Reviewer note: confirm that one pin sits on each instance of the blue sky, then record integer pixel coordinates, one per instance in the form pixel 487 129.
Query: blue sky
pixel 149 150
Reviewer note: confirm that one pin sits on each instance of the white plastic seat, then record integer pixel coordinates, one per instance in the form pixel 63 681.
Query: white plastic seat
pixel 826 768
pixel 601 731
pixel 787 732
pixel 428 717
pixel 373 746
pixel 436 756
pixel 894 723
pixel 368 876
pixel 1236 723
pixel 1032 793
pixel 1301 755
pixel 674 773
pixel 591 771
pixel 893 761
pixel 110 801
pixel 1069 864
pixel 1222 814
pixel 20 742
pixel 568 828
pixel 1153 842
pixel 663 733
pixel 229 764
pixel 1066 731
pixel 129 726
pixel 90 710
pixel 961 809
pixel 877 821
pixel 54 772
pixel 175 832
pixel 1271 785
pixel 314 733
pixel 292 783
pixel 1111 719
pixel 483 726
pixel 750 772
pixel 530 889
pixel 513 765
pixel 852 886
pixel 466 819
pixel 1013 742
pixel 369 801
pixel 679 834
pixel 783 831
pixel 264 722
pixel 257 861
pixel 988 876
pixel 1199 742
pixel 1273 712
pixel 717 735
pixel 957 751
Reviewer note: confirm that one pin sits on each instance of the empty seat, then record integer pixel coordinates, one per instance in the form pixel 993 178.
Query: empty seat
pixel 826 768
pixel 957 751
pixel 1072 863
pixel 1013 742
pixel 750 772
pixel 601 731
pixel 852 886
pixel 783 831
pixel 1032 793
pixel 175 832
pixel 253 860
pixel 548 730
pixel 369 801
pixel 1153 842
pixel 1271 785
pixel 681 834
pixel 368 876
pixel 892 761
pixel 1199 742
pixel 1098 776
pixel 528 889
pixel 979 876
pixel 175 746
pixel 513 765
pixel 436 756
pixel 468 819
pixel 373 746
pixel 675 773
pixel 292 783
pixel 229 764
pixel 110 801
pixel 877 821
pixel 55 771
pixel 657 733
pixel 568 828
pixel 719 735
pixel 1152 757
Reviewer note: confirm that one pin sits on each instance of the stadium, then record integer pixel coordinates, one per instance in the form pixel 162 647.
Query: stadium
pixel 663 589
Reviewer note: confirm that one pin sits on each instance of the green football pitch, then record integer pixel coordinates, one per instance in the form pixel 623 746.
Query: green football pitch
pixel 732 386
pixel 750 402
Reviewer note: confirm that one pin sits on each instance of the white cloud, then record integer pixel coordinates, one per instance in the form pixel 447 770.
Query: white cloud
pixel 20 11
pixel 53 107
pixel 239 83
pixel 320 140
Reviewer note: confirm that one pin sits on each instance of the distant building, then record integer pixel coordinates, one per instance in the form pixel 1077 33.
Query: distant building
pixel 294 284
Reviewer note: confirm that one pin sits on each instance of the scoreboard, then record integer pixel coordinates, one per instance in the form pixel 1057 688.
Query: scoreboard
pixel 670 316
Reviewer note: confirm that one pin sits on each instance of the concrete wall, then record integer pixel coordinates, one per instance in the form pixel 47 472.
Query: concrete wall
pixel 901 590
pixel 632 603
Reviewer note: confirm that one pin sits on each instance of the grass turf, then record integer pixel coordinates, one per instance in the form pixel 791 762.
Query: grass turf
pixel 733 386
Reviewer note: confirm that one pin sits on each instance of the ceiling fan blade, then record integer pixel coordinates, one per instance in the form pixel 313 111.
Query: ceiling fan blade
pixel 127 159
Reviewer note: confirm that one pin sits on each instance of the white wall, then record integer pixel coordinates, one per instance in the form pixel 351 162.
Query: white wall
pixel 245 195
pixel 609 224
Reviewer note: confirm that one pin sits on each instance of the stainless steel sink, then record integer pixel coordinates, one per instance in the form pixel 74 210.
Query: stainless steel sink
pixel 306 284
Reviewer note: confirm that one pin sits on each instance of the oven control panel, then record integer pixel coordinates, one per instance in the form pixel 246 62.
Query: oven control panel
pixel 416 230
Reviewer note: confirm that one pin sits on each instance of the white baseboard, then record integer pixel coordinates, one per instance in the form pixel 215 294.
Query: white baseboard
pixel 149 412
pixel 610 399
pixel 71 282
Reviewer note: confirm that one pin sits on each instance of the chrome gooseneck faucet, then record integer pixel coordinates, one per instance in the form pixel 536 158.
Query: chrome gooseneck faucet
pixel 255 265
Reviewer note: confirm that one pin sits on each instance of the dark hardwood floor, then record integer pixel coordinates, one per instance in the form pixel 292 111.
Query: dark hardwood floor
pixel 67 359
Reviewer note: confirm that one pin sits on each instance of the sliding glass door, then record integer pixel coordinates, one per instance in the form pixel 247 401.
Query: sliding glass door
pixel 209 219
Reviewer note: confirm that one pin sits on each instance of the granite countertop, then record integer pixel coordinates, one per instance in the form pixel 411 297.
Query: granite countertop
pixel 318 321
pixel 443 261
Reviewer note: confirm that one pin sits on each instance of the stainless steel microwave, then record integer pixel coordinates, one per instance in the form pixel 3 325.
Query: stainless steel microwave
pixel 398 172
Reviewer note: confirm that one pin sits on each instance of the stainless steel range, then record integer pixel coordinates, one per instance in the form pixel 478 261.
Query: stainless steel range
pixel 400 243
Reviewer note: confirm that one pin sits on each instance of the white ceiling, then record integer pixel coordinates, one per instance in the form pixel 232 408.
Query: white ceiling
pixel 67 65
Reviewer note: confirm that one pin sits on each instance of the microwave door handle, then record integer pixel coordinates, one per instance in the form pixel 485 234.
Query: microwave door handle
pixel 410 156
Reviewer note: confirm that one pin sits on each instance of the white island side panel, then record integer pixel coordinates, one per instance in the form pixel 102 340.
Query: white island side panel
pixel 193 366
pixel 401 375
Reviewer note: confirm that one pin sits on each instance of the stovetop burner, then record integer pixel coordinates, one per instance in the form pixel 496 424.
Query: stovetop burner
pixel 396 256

• • • • •

*Goal of the exercise*
Turn every line of the listing above into a JSON array of strings, one string per line, skipping any blank lines.

*Answer in full*
[
  "Reviewer note: confirm that one pin sits on each instance of the blue sky, then record integer pixel coordinates, one per instance in the form pixel 487 129.",
  "Query: blue sky",
  "pixel 149 150",
  "Reviewer note: confirm that one pin sits on each instance of the white plastic seat, then record integer pixel coordinates, one per instance in the form pixel 63 681.",
  "Query: white plastic seat",
  "pixel 826 768",
  "pixel 601 731",
  "pixel 787 732",
  "pixel 428 717",
  "pixel 373 746",
  "pixel 436 756",
  "pixel 894 723",
  "pixel 368 876",
  "pixel 1236 723",
  "pixel 1032 793",
  "pixel 1301 755",
  "pixel 674 773",
  "pixel 591 771",
  "pixel 893 761",
  "pixel 110 801",
  "pixel 1069 864",
  "pixel 1222 814",
  "pixel 20 742",
  "pixel 568 828",
  "pixel 1153 842",
  "pixel 663 733",
  "pixel 229 764",
  "pixel 1066 731",
  "pixel 129 726",
  "pixel 90 710",
  "pixel 961 809",
  "pixel 877 821",
  "pixel 54 772",
  "pixel 175 832",
  "pixel 1271 785",
  "pixel 314 733",
  "pixel 292 783",
  "pixel 1111 719",
  "pixel 483 726",
  "pixel 750 772",
  "pixel 530 889",
  "pixel 513 765",
  "pixel 852 886",
  "pixel 466 819",
  "pixel 1013 742",
  "pixel 369 801",
  "pixel 679 834",
  "pixel 783 831",
  "pixel 264 722",
  "pixel 257 861",
  "pixel 988 876",
  "pixel 1199 742",
  "pixel 1273 712",
  "pixel 717 735",
  "pixel 957 751",
  "Reviewer note: confirm that one pin sits on each instance of the empty seat, then record integer pixel coordinates, one per instance in the form pixel 993 178.",
  "Query: empty seat",
  "pixel 826 768",
  "pixel 957 751",
  "pixel 1072 863",
  "pixel 1013 742",
  "pixel 750 772",
  "pixel 601 731",
  "pixel 852 886",
  "pixel 783 831",
  "pixel 1032 793",
  "pixel 175 832",
  "pixel 253 860",
  "pixel 548 730",
  "pixel 369 801",
  "pixel 1153 842",
  "pixel 1271 785",
  "pixel 681 834",
  "pixel 368 876",
  "pixel 892 761",
  "pixel 1199 742",
  "pixel 1098 776",
  "pixel 528 889",
  "pixel 979 876",
  "pixel 175 746",
  "pixel 513 765",
  "pixel 436 756",
  "pixel 468 819",
  "pixel 373 746",
  "pixel 675 773",
  "pixel 292 783",
  "pixel 229 764",
  "pixel 110 801",
  "pixel 877 821",
  "pixel 55 771",
  "pixel 657 733",
  "pixel 568 828",
  "pixel 719 735",
  "pixel 1152 757",
  "Reviewer note: confirm that one pin sits on each instance of the stadium, then record integer pixel coordinates, one per instance in the form pixel 162 647.",
  "Query: stadium",
  "pixel 663 589",
  "Reviewer note: confirm that one pin sits on each instance of the green football pitch, then record integer pixel coordinates, one per instance in the form pixel 623 746.",
  "Query: green football pitch",
  "pixel 732 386",
  "pixel 750 402",
  "Reviewer note: confirm that one pin sits on each instance of the white cloud, then record integer pixel coordinates, one per instance in the form pixel 447 770.",
  "Query: white cloud",
  "pixel 20 11",
  "pixel 53 107",
  "pixel 239 83",
  "pixel 320 140",
  "Reviewer note: confirm that one pin sits on each instance of the distant building, then record integer pixel coordinates, one per instance in the form pixel 1077 33.",
  "Query: distant building",
  "pixel 294 284",
  "Reviewer note: confirm that one pin sits on each instance of the scoreboard, then record integer pixel coordinates, one per instance in the form pixel 1057 688.",
  "Query: scoreboard",
  "pixel 670 316",
  "Reviewer note: confirm that one pin sits on each instance of the concrete wall, then record integer pixel coordinates, one per instance in the form pixel 47 472.",
  "Query: concrete wall",
  "pixel 901 590",
  "pixel 632 603",
  "Reviewer note: confirm that one pin sits on each instance of the grass turf, then record integer pixel coordinates, one per instance in the form pixel 791 762.",
  "Query: grass turf",
  "pixel 733 386",
  "Reviewer note: confirm that one pin sits on each instance of the ceiling fan blade, then record integer pixel coordinates, one per instance in the form pixel 313 111.",
  "Query: ceiling fan blade",
  "pixel 127 159",
  "Reviewer note: confirm that one pin sits on each instance of the white wall, then record integer pixel coordinates, one per instance in the form pixel 351 162.",
  "Query: white wall",
  "pixel 245 195",
  "pixel 609 224",
  "Reviewer note: confirm that one pin sits on each instance of the stainless steel sink, then record integer pixel coordinates, one per instance in the form pixel 74 210.",
  "Query: stainless steel sink",
  "pixel 306 284",
  "Reviewer note: confirm that one pin sits on each instance of the oven control panel, then record integer pixel coordinates, one per instance in the form pixel 246 62.",
  "Query: oven control panel",
  "pixel 416 230",
  "Reviewer note: confirm that one pin sits on each instance of the white baseboard, then record integer pixel coordinates, one per instance in the form pixel 215 294.",
  "Query: white baseboard",
  "pixel 149 412",
  "pixel 610 399",
  "pixel 71 282",
  "Reviewer note: confirm that one pin sits on each instance of the chrome gooseneck faucet, then record integer pixel coordinates, one per instance in the form pixel 536 158.",
  "Query: chrome gooseneck faucet",
  "pixel 255 265",
  "Reviewer note: confirm that one pin sits on each instance of the dark hardwood floor, then record integer pixel coordinates, one per instance in the form pixel 292 111.",
  "Query: dark hardwood floor",
  "pixel 67 359",
  "Reviewer note: confirm that one pin sits on each instance of the sliding glass door, then record integer pixel coordinates, one per instance in the form pixel 247 401.",
  "Query: sliding glass door",
  "pixel 209 219",
  "Reviewer note: confirm that one pin sits on each instance of the granite countertop, then record integer pixel coordinates, one per instance in the form pixel 411 297.",
  "Query: granite countertop",
  "pixel 318 321",
  "pixel 443 261",
  "Reviewer note: confirm that one pin sits on each instance of the stainless steel microwave, then record integer pixel coordinates, one per instance in the form pixel 3 325.",
  "Query: stainless steel microwave",
  "pixel 398 172",
  "Reviewer note: confirm that one pin sits on each instance of the stainless steel range, then record integer pixel coordinates, one per instance in the form pixel 478 261.",
  "Query: stainless steel range",
  "pixel 400 243",
  "Reviewer note: confirm that one pin sits on each instance of the white ceiling, then record integer pixel coordinates, one per instance in the form pixel 232 408.",
  "Query: white ceiling",
  "pixel 67 65",
  "Reviewer note: confirm that one pin sits on each instance of the microwave door handle, then record integer pixel coordinates, one per instance in the form pixel 485 234.",
  "Query: microwave door handle",
  "pixel 410 156",
  "Reviewer note: confirm that one pin sits on each instance of the white island side panel, then record integer pixel coordinates, one per instance in the form pixel 102 340.",
  "Query: white island side panel",
  "pixel 193 366",
  "pixel 401 375",
  "Reviewer note: confirm that one pin sits on each instance of the stovetop burner, then record integer pixel coordinates, one per instance in the form pixel 496 424.",
  "Query: stovetop burner",
  "pixel 396 256"
]